* Records from a collection *
--- begin ---
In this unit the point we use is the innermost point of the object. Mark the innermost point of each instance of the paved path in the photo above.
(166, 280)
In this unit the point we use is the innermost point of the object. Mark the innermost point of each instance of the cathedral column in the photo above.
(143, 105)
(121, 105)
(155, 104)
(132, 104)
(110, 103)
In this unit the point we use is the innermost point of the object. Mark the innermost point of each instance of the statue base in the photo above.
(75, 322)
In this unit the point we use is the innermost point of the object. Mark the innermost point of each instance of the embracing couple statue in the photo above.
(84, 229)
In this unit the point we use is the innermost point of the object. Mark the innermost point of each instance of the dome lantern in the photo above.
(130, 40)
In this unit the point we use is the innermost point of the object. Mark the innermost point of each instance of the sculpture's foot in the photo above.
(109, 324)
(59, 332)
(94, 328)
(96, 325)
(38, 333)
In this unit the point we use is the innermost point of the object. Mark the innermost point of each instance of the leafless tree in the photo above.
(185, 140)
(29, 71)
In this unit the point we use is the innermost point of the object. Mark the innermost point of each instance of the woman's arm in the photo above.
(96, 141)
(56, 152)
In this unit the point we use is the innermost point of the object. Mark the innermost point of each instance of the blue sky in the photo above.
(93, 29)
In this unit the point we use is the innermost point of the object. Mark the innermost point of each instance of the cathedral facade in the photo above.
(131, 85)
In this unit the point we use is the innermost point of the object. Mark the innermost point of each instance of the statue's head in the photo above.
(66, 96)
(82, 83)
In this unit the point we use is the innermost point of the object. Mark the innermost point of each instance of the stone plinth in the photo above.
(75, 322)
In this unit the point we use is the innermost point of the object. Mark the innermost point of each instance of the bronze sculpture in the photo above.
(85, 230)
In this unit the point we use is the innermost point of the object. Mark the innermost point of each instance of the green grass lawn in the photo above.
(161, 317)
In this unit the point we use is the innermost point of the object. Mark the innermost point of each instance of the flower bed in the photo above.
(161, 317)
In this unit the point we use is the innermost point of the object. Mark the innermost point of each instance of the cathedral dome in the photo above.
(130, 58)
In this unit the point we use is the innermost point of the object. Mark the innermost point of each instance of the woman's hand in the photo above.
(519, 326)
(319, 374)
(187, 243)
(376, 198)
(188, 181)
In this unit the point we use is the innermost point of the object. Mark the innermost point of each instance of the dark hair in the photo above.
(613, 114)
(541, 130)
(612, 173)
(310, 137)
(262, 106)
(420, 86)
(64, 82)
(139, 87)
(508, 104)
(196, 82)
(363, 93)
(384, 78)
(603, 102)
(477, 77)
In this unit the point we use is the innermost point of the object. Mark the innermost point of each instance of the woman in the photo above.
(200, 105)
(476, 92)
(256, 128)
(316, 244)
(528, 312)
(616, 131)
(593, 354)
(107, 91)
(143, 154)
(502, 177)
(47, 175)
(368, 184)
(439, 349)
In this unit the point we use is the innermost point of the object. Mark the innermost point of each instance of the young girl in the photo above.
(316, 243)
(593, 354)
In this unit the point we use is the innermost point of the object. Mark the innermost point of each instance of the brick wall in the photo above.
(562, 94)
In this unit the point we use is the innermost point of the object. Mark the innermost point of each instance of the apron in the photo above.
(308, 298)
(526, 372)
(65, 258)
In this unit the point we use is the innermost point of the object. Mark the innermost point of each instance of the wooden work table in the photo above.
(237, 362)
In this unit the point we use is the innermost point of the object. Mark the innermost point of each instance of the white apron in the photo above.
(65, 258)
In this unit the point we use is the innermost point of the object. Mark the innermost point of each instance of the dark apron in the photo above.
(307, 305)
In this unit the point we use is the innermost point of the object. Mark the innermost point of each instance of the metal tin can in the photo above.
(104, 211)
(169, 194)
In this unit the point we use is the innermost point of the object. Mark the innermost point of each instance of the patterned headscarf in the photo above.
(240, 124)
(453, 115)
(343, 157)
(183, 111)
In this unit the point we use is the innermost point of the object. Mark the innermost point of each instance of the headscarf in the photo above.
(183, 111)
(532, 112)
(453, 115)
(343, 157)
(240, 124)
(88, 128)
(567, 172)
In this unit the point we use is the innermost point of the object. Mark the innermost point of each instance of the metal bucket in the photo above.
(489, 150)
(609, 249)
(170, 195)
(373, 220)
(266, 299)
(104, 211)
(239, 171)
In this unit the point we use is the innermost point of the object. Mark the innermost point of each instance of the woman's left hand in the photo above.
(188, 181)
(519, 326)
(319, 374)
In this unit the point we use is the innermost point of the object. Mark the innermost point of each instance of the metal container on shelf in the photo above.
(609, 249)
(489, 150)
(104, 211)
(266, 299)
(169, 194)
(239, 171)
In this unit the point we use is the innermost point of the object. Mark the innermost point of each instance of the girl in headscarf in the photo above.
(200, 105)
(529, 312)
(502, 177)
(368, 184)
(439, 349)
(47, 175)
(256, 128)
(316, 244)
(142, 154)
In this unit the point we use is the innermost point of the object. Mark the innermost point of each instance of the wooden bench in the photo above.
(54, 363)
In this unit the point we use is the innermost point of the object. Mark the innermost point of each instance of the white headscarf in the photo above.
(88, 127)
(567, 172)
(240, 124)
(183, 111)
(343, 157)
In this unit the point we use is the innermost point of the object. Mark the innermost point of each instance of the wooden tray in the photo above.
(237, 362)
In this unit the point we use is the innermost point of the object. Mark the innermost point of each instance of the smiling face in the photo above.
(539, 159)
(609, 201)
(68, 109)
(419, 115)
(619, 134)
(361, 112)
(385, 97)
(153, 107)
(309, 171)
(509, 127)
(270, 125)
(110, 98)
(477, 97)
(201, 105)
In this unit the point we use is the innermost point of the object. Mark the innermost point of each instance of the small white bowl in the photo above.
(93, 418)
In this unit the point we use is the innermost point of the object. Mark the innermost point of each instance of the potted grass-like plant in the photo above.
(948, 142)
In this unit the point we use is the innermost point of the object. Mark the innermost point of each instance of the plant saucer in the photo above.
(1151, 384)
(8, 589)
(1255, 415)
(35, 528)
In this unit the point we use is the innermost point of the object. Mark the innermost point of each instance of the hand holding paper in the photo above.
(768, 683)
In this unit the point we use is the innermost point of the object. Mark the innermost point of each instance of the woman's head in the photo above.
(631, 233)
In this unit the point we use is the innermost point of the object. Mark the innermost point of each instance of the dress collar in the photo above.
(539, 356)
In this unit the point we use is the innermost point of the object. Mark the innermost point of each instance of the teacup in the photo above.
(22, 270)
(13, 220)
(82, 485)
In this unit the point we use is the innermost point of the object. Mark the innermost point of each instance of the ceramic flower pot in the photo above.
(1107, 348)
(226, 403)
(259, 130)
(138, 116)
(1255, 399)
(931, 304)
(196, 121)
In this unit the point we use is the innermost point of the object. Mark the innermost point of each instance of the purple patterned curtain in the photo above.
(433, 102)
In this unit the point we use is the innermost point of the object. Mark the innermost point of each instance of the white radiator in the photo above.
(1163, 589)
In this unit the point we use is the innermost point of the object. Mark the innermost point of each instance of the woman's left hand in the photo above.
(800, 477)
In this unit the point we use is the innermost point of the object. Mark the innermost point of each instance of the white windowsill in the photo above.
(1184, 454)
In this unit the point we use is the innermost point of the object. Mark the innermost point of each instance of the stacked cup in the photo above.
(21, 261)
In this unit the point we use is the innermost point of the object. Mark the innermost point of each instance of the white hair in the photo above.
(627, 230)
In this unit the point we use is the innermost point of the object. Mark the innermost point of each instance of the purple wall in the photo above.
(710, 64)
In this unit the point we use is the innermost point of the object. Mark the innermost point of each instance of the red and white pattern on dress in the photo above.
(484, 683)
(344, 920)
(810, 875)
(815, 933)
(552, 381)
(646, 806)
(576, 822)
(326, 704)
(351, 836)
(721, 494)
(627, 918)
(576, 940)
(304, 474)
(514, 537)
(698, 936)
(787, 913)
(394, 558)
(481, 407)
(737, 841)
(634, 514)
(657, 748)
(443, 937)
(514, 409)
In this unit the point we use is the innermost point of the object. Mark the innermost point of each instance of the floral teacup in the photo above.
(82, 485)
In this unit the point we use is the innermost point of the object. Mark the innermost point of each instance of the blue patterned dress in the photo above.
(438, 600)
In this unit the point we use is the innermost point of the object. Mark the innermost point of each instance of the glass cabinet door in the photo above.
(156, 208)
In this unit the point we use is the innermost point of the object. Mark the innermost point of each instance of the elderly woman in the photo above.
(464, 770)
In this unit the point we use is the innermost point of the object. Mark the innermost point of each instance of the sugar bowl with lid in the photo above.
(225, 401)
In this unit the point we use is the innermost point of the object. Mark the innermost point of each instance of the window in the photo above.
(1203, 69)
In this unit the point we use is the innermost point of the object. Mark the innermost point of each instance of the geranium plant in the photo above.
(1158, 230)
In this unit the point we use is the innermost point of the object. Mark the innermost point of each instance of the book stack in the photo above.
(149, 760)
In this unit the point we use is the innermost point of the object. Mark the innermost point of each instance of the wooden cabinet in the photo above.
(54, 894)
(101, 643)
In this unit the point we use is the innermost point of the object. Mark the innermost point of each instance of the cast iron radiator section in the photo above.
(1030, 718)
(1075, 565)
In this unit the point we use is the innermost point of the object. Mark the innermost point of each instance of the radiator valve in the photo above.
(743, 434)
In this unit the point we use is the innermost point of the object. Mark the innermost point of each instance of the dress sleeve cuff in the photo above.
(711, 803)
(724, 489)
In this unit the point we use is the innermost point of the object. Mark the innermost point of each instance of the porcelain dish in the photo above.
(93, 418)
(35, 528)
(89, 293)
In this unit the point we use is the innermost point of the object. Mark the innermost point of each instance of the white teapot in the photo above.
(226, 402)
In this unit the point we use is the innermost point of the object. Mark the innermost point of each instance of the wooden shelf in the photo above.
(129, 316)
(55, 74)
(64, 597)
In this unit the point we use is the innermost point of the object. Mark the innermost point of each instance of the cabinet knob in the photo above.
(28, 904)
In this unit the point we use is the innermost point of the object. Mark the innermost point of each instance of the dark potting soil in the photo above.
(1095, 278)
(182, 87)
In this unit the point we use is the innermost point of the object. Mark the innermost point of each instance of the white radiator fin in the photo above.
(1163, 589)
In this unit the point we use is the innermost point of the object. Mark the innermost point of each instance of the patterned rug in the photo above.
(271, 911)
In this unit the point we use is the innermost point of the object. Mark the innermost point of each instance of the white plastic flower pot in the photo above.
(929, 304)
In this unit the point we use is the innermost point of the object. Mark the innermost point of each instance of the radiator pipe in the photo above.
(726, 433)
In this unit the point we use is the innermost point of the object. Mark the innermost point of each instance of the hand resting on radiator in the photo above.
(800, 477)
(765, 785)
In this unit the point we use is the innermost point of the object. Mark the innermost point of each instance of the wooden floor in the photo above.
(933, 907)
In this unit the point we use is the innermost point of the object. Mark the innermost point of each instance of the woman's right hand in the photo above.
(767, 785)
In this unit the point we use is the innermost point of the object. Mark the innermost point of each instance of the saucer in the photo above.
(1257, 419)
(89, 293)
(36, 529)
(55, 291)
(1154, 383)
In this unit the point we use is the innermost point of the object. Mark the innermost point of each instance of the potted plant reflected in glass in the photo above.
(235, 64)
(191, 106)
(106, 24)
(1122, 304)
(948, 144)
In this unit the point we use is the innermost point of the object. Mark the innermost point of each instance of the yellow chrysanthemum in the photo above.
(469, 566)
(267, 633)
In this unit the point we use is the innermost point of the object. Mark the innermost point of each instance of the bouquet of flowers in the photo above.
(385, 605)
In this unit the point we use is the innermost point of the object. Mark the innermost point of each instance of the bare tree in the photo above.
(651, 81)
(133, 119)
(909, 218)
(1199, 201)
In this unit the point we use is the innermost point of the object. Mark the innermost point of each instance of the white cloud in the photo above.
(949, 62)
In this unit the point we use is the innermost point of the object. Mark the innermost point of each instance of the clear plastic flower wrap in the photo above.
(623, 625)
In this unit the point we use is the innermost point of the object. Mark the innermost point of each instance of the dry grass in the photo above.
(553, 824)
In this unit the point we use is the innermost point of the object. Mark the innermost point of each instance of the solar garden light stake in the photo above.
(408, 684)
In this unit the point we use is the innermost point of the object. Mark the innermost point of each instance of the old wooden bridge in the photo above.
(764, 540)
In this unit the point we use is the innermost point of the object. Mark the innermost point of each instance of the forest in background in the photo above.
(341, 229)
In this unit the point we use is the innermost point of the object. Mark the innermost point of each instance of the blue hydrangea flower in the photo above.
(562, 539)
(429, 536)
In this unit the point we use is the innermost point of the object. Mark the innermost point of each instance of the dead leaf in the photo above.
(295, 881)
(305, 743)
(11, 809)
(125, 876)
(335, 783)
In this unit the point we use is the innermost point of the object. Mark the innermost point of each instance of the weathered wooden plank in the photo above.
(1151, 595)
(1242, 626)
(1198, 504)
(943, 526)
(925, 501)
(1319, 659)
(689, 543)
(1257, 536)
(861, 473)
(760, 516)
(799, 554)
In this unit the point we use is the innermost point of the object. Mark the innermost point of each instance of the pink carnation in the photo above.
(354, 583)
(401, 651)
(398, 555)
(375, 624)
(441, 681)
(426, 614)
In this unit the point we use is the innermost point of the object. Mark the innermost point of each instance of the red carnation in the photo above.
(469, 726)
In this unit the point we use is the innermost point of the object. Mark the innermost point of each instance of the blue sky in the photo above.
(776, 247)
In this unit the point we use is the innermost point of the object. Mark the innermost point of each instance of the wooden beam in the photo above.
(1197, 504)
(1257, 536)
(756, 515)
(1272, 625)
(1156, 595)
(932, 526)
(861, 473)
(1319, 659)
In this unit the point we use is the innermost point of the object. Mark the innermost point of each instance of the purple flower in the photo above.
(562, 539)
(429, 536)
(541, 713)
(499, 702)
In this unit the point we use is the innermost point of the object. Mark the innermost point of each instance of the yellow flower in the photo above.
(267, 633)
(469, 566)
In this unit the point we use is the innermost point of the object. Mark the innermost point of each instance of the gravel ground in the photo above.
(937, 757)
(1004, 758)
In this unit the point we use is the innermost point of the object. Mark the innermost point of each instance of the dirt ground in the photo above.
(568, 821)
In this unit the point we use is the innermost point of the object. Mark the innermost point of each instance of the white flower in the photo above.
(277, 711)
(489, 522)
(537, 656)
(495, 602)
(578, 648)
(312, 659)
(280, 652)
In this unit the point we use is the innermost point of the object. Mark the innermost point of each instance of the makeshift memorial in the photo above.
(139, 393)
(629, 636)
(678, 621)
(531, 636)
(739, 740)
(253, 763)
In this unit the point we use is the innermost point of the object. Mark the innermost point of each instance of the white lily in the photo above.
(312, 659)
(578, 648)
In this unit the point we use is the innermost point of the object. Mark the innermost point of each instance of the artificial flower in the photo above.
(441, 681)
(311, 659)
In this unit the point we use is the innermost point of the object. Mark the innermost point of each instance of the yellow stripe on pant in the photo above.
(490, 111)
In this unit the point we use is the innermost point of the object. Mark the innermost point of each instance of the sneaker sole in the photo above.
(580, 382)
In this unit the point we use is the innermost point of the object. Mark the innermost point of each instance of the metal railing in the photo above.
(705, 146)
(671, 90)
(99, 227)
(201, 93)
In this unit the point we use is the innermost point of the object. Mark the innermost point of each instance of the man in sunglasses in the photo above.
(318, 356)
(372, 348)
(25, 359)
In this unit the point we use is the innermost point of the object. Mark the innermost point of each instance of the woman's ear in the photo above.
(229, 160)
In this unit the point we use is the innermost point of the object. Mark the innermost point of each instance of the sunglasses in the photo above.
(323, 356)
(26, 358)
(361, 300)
--- end ---
* WHAT THIS TASK INVOLVES *
Copy out the lines above exactly, beginning with the line that contains "sole in the photo above." and continuing through the final line.

* FINISHED ANSWER *
In this unit the point we use is the innermost point of the object. Mark the innermost point of each instance of the sneaker sole in the photo above.
(580, 382)
In this unit the point we use is the innermost point of the object. Mark the innermost point of each instance of the metal railing in the photo above.
(705, 146)
(671, 90)
(99, 227)
(201, 93)
In this unit the point we use is the innermost point of the object. Mark the innermost point of each instance of the man in sunglasses in the photo above.
(318, 356)
(372, 348)
(25, 359)
In this unit the point we use is the innermost point of the object. Mark the innermost point of each instance of the woman's ear in the photo above.
(229, 160)
In this unit the point we use is the innermost point of the object. Mark the innermost point of each instance of the sunglasses in the photo above.
(323, 356)
(26, 358)
(361, 300)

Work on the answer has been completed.